▸ **EXTRACTED MATERIAL**:

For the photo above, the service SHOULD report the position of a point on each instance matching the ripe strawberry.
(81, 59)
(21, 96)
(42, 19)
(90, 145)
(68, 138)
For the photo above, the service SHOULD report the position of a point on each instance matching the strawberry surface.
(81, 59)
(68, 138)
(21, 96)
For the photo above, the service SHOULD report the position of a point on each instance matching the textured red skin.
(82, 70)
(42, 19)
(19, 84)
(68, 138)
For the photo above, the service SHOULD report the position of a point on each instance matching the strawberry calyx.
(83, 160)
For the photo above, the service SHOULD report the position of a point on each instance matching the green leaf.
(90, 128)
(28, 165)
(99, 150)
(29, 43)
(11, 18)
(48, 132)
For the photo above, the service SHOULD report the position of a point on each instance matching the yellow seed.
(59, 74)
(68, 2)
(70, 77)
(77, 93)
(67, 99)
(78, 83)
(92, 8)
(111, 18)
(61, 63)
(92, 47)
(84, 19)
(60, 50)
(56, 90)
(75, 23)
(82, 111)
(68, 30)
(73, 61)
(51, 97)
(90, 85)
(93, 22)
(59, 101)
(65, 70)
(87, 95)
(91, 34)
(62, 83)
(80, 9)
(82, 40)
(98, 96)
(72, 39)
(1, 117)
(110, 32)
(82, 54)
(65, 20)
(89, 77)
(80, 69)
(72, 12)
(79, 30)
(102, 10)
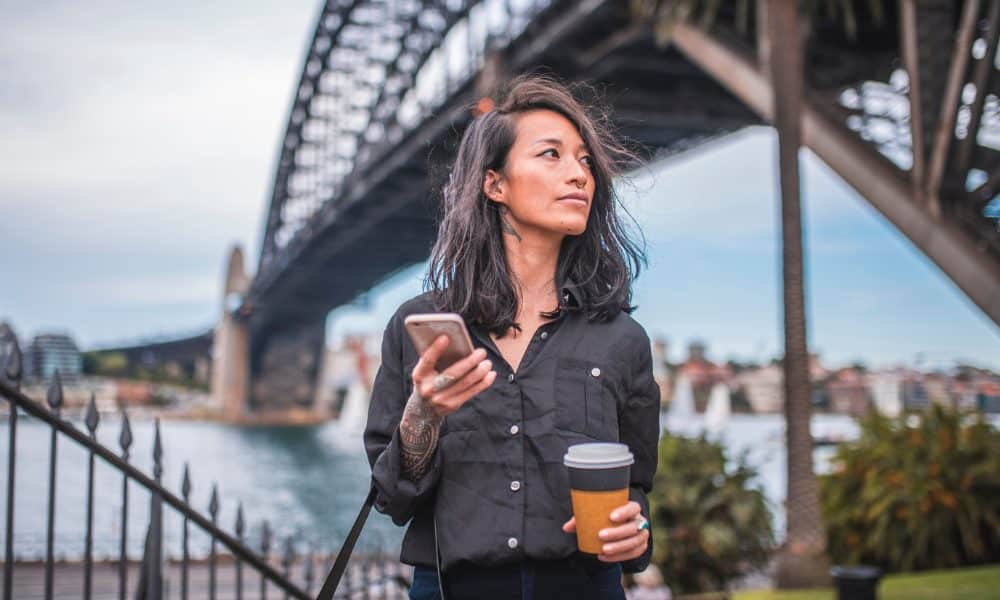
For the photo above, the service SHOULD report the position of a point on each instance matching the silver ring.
(441, 381)
(641, 523)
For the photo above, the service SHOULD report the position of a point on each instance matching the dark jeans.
(574, 578)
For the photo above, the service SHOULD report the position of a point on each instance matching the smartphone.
(424, 328)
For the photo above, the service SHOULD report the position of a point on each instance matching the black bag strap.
(340, 565)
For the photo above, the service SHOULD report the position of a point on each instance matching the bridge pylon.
(231, 345)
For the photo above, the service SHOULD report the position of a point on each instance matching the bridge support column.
(285, 370)
(231, 345)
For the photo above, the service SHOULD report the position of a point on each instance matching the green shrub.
(919, 496)
(709, 525)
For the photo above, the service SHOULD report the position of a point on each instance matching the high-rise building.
(49, 352)
(8, 339)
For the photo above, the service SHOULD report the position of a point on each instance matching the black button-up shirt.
(498, 487)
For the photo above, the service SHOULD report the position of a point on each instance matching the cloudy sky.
(138, 147)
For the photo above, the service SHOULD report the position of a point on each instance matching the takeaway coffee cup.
(598, 482)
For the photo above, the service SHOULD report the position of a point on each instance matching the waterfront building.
(886, 388)
(49, 352)
(8, 339)
(848, 393)
(764, 388)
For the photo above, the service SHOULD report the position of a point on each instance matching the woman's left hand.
(622, 542)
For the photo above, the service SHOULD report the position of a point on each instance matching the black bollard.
(858, 582)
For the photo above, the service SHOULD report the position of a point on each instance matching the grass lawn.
(952, 584)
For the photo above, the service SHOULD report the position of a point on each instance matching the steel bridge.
(902, 103)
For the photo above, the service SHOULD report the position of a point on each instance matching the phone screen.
(423, 332)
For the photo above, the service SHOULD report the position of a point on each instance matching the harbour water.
(307, 481)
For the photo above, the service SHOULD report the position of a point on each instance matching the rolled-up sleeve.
(639, 428)
(397, 496)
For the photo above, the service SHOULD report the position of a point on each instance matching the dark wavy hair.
(468, 271)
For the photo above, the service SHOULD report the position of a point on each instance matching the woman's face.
(547, 185)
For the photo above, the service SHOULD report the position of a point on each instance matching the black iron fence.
(373, 575)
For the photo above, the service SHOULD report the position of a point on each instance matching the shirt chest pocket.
(582, 401)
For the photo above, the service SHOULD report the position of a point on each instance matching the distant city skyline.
(188, 106)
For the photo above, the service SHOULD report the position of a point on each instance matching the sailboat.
(718, 410)
(354, 413)
(681, 416)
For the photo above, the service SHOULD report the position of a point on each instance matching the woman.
(532, 253)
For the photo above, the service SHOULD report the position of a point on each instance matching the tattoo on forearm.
(418, 434)
(505, 225)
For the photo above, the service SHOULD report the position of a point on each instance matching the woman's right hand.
(468, 377)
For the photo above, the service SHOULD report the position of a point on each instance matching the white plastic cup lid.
(598, 455)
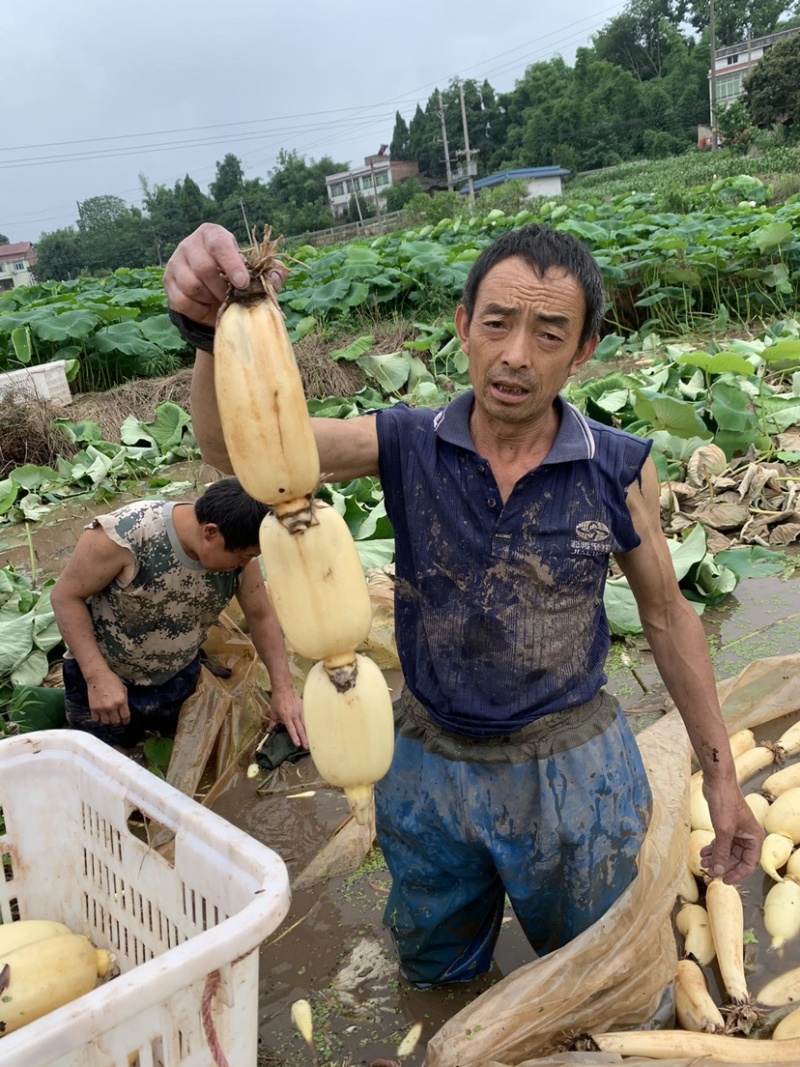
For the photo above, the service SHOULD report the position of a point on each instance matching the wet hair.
(543, 249)
(237, 515)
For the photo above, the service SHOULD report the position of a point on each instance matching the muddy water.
(333, 948)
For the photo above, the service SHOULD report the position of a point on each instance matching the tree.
(398, 195)
(399, 146)
(194, 206)
(59, 255)
(113, 235)
(772, 89)
(298, 194)
(229, 178)
(425, 141)
(98, 212)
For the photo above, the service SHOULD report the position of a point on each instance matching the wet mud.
(333, 949)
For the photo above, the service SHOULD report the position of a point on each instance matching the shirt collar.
(574, 440)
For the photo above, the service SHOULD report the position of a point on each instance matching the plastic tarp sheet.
(613, 975)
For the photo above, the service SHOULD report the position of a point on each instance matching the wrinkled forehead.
(514, 283)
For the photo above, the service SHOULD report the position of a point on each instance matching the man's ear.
(462, 328)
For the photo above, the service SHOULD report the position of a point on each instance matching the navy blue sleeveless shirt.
(498, 608)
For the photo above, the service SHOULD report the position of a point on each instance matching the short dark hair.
(236, 514)
(543, 249)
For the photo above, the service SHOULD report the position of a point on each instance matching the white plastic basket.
(185, 935)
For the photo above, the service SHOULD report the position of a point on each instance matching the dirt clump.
(29, 433)
(323, 377)
(139, 398)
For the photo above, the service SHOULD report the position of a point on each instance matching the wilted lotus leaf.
(785, 532)
(706, 462)
(677, 522)
(723, 516)
(754, 480)
(717, 541)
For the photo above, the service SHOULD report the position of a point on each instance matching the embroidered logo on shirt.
(593, 537)
(592, 530)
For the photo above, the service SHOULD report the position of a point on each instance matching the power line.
(353, 118)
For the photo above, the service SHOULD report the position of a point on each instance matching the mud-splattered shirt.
(499, 615)
(150, 621)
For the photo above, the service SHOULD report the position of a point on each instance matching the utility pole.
(251, 236)
(713, 33)
(467, 153)
(378, 198)
(442, 111)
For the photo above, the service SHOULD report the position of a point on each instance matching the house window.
(729, 86)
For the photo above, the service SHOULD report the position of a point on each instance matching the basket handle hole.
(153, 833)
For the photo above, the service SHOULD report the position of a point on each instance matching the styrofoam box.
(45, 380)
(185, 934)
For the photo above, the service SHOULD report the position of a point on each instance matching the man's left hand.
(736, 848)
(287, 707)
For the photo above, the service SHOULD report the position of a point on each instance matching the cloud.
(101, 92)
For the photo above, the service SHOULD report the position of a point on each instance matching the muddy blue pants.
(153, 707)
(558, 834)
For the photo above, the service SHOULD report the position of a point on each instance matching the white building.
(16, 265)
(733, 63)
(373, 179)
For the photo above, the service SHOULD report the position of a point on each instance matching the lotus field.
(701, 325)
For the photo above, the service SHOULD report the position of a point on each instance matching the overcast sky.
(97, 92)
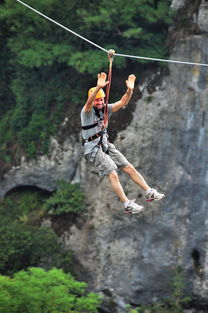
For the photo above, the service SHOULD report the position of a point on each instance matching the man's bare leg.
(116, 185)
(136, 176)
(130, 205)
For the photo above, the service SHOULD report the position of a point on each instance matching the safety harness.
(105, 110)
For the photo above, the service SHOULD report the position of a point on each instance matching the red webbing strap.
(110, 57)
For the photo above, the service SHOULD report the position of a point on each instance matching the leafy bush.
(67, 199)
(23, 242)
(38, 291)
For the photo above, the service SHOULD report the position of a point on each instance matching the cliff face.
(135, 257)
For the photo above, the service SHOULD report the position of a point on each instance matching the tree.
(39, 291)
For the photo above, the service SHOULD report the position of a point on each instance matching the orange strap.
(110, 57)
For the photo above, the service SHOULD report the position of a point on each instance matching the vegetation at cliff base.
(38, 291)
(23, 241)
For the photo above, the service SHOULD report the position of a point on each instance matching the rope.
(64, 27)
(110, 57)
(101, 48)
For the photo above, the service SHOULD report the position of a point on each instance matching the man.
(103, 154)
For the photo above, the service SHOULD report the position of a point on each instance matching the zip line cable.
(101, 48)
(69, 30)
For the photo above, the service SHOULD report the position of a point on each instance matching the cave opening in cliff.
(28, 188)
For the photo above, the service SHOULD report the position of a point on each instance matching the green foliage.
(174, 304)
(23, 242)
(67, 199)
(38, 291)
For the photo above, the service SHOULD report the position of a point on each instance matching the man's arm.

▸ **TASK GOAL**:
Transcribe word for word the lines from the one holding "matching the man." to the last line of the listing above, inclusive.

▸ **RESULT FOR THIS EXERCISE**:
For the photo above, the service SHOULD report the position of a point on each instance matching the man.
(103, 154)
For the photo above, the service SHOULD report the position of a point on each instance matching the zip line cable.
(101, 48)
(69, 30)
For the photo above, the service SHOULD report the position of a point on each instance matching the cave opening in cliff.
(28, 188)
For the photo above, the service SHOULD report the position of a point on each instance matching the green foliage.
(174, 304)
(23, 242)
(67, 199)
(38, 291)
For the photo above, the service SHOULD report the position of a point on each instance matching the man's arm.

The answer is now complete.